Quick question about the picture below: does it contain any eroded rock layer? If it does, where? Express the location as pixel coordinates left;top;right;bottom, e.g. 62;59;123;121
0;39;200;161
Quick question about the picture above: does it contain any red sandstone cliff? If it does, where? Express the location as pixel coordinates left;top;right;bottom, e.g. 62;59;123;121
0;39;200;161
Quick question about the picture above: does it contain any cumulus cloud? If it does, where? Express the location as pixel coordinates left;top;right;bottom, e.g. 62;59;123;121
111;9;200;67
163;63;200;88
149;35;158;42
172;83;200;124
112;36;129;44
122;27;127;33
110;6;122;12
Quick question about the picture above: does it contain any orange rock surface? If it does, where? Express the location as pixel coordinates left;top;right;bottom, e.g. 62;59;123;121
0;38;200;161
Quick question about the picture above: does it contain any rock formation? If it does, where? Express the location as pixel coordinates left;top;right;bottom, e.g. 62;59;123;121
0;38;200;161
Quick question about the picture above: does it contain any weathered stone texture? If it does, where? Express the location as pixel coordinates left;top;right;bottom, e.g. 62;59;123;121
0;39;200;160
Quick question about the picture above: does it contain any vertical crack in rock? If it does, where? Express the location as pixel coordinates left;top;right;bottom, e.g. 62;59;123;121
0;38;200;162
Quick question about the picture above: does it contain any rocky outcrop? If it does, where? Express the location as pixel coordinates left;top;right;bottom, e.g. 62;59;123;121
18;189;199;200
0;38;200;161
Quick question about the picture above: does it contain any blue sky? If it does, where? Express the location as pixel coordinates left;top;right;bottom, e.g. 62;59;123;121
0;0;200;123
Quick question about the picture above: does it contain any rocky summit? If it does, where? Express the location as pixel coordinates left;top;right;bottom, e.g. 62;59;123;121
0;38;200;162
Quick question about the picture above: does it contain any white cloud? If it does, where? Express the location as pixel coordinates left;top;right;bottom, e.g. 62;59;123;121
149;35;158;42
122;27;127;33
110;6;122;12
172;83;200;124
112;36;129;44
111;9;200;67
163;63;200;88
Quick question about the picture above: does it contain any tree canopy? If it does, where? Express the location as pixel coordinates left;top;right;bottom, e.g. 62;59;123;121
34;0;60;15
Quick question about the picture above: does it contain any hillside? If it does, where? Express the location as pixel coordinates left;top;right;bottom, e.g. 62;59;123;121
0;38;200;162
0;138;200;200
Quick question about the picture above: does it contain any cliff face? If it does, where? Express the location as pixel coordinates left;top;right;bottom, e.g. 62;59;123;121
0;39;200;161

Given request = Format all of the material above as a numbered list, omitting any blank lines.

Task result =
1. Quick question about the picture below: does it contain any eroded rock layer? If it does, where? Express the location as pixel coordinates left;top;right;bottom, e.g. 62;59;123;121
2. 0;39;200;161
3. Quick question about the picture above: does it contain any red sandstone cliff? If it does, where? Express the location as pixel coordinates left;top;right;bottom, e.g. 62;59;123;121
4. 0;39;200;161
5. Quick question about the picture above: does it contain any cumulus cloud? If it does, where? Express the location as pixel coordinates left;top;right;bottom, e.g. 62;59;123;121
6. 111;9;200;67
7. 163;63;200;88
8. 149;35;158;42
9. 172;83;200;124
10. 112;36;129;44
11. 122;27;127;33
12. 110;6;122;12
13. Quick question about the picture above: does it contain any orange rock surface? If it does, where? Express the location as pixel coordinates left;top;right;bottom, e.g. 62;59;123;121
14. 0;38;200;161
15. Quick question about the picture above: does it contain any rock formation? If it does, where? Express the location as pixel coordinates left;top;right;bottom, e.g. 62;59;123;121
16. 0;38;200;161
17. Quick question about the picture above: does it contain any weathered stone texture? If it does, where? Express the location as pixel coordinates left;top;right;bottom, e.g. 62;59;123;121
18. 0;39;200;160
19. Quick question about the picture above: does it contain any vertical crack in rock? If it does, where? Express the location as pixel coordinates left;top;right;bottom, e.g. 62;59;123;121
20. 0;38;200;162
21. Quick question about the picture above: does it contain any rocky outcrop? If it does, where? Express the location as pixel coordinates left;top;right;bottom, e.g. 62;59;123;121
22. 18;189;199;200
23. 0;38;200;161
24. Quick question about the picture above: does it contain any blue sky? If it does, where? Express the location as pixel coordinates left;top;right;bottom, e.g. 62;59;123;121
25. 0;0;200;123
26. Quick question about the picture above: does it contain any rocky summit? If it does, where? Express the location as pixel coordinates left;top;right;bottom, e.g. 62;59;123;121
27. 0;38;200;162
28. Quick question about the picture above: does it contain any white cloud? If it does, where? Express the location as pixel coordinates left;top;right;bottom, e.g. 62;59;123;121
29. 149;35;158;42
30. 122;27;127;33
31. 110;6;122;12
32. 172;83;200;124
33. 112;36;129;44
34. 111;9;200;67
35. 163;63;200;88
36. Quick question about the picture above: does it contain any tree canopy? If it does, where? Express the location as pixel coordinates left;top;right;bottom, e.g. 62;59;123;121
37. 34;0;60;15
38. Quick question about the picture above: does it contain any hillside? If it does, where? Express the location as pixel coordinates left;top;right;bottom, e.g. 62;59;123;121
39. 0;38;200;162
40. 0;138;200;200
41. Quick question about the picture above: does it contain any cliff face? If it does, where? Express the location as pixel coordinates left;top;right;bottom, e.g. 62;59;123;121
42. 0;39;200;161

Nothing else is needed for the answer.